Written tasks:
1. Can you extract the stretch from "Again, the sun, source" through "we would roast." in the article on a scientist's reasons for believing in God, word for word?
2. What does the article on a scientist's reasons for believing in God say, summed up in two sentences?

─── Selected passage ───

7 REASONS WHY A SCIENTIST BELIEVES IN GOD
(This article of Mr A. Cressy Morrison, former President of the New York Academy of Sciences, first appeared in the "Reader's Digesf' (January 1948); then on recommendation of Professor C. A. Coulson, F. R.S., Professor of Mathematics at Oxford University, was republished in the Reader's Digest November 1960) - It shows how science compels the scientists to admit to the essential need of a Supreme Creator.
We are still in the dawn of the scientific age and every increase of light reveals more brightly the handiwork of an intelligent Creator. In the 90 years since Darwin we have made stupendous discoveries; with a spirit of scientific humanity and of faith grounded in knowledge we are approaching even nearer to an awareness of God.
For myself I count seven reasons for my faith.
By unwavering mathematical law we can prove that our universe was designed and executed by a great engineering Intelligence. Suppose you put ten coins, marked from one to ten, into your pocket and give them a good shuffle. Now try to take them out in sequence from one to ten, pulling back the coin each time and shaking them all again. Mathematically we know that your chance of first drawing number one is one in ten; of drawing one and two in succession, one in 100; of drawing one, two and three in succession, one in a thousand, and so on; your chance of drawing them all, from one to number ten in succession, would reach the unbelievable figure of one chance in ten thousand million.
By the same reasoning, so many exacting conditions are necessary for life on earth that they could not possibly exist in proper relationship by chance. The earth rotates on its axis at one thousand miles an hour; if it turned at one hundred miles an hour, our days and nights would be ten times as long as now, and the hot sun would then burn up our vegetation during each long day, while in the long night any surviving sprout would freeze.
Again, the sun, source of our life, has a surface temperature of 12,000 degrees Fahrenheit, and our earth is, just far enough away so that this 'eternal fire" warms us just enough and not too much! If the sun gave off only one-half its present radiation, we would freeze, and if it gave half as much more, we would roast.
The slant of the earth, tilted at an angle of 23 degrees, gives us our season; if it had not been so tilted, vapours from the ocean would move north and south, piling up for us continents of ice. If our moon was, say, only 50 thousand miles away instead of its actual distance. Our tides would be so enormous that twice a day all continents would be submerged; even the mountains would soon be eroded away. If the crust of the earth had been only ten feet thicker, there would be no oxygen without which animal life must die. Had the ocean been a few feet deeper, carbon dioxide and oxygen would have been absorbed and no vegetable life could exist. Or if our atmosphere had been thinner, some of the meteors, now burned in space by the million evey day; would be striking all parts of the earth, starting fires everywhere. Because of these, and host of other examples, there is not one chance in millions that life on our planet is an accident.
The resourcefulness of life to accomplish its purpose is a manifestation of all-pervading Intelligence. What life itself is no man has fathomed. It has neither weight nor dimensions, but it does have force; a growing root will crack a rock. Life has conquered water, land and air, mastering the element, compelling them to dissolve and reform their combinations.
Life, the sculptor, shapes all living things; an artist, it designs every leaf of every tree, and colours every flower. Life is a musician and has each bird to sing its love songs, the insects to call each other in the music of their multitudinous sounds. Life is a sublime chemist, giving taste to fruits and spices, and perfume to the rose changing water and carbonic acid into sugar and wood and, in so doing, releasing oxygen that animals may have the breath of life.

─── Items ───

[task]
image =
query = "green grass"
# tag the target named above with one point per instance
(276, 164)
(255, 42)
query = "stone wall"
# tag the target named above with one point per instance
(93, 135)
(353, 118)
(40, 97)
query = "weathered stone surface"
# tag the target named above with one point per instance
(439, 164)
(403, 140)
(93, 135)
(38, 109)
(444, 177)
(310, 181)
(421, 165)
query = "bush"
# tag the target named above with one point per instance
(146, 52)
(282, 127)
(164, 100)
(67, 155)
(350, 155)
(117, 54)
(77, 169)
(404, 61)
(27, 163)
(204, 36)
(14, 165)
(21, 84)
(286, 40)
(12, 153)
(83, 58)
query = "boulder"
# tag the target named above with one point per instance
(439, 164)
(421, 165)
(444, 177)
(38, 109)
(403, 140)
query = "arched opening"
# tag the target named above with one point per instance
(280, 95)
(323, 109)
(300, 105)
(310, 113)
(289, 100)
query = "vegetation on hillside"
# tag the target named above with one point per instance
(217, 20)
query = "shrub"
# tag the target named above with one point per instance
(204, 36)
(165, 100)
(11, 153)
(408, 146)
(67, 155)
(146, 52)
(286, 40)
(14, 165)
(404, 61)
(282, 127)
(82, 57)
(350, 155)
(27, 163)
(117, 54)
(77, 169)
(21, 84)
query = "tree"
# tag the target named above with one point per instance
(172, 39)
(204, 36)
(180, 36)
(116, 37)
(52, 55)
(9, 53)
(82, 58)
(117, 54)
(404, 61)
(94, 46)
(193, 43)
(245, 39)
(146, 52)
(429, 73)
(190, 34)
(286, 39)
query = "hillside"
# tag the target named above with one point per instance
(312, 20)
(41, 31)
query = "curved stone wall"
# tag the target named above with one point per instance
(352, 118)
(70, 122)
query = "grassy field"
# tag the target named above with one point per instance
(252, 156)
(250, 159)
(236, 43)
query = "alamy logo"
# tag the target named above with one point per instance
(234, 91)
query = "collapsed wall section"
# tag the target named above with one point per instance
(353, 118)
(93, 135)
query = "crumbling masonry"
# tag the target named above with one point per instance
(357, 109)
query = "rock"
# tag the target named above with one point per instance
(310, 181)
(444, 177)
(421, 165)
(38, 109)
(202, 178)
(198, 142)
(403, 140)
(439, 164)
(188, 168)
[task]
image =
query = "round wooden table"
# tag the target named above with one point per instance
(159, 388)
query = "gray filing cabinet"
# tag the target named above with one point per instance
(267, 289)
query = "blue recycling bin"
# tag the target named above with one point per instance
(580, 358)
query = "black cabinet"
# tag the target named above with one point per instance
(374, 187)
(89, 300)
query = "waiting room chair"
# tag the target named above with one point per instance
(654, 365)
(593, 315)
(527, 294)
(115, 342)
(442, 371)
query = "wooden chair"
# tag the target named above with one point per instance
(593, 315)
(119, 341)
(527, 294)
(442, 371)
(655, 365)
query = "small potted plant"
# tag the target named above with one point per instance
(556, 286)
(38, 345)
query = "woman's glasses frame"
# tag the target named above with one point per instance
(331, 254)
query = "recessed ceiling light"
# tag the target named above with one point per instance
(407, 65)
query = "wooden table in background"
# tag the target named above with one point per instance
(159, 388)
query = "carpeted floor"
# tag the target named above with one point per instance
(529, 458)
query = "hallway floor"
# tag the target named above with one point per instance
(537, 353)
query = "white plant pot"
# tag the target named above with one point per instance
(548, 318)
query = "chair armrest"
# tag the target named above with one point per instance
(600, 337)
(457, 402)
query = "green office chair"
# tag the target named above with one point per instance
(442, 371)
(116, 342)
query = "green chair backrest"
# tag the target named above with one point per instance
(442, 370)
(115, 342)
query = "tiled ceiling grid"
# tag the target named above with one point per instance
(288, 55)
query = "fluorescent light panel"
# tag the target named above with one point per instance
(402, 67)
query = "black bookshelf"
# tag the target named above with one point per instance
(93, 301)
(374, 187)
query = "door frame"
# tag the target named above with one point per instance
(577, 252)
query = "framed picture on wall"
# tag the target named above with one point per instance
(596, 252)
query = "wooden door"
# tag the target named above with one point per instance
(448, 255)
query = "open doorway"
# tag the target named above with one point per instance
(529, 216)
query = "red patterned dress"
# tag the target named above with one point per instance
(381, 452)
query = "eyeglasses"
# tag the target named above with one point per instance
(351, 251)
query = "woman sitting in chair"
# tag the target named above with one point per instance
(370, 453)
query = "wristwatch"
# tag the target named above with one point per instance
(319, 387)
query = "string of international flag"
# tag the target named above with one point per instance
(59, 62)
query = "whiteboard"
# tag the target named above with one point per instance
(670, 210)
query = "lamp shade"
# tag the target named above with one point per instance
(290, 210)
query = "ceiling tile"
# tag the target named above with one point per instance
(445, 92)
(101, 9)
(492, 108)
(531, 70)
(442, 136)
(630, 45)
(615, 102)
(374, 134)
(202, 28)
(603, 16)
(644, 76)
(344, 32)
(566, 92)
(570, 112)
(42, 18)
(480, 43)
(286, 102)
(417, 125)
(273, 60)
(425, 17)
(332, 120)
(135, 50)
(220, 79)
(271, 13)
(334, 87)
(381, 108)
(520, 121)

───

Exercise responses:
1.
Again, the sun, source of our life, has a surface temperature of 12,000 degrees Fahrenheit, and our earth is, just far enough away so that this 'eternal fire" warms us just enough and not too much! If the sun gave off only one-half its present radiation, we would freeze, and if it gave half as much more, we would roast.

2. The article argues that mathematical law proves the universe was designed by a great engineering Intelligence, because the many exacting conditions needed for life on earth could not exist in proper relationship by chance. It points to the earth's rotation, its distance from the sun, its tilt, the moon's distance, and the thickness of the crust, ocean and atmosphere, and it treats life's resourcefulness as a manifestation of all-pervading Intelligence.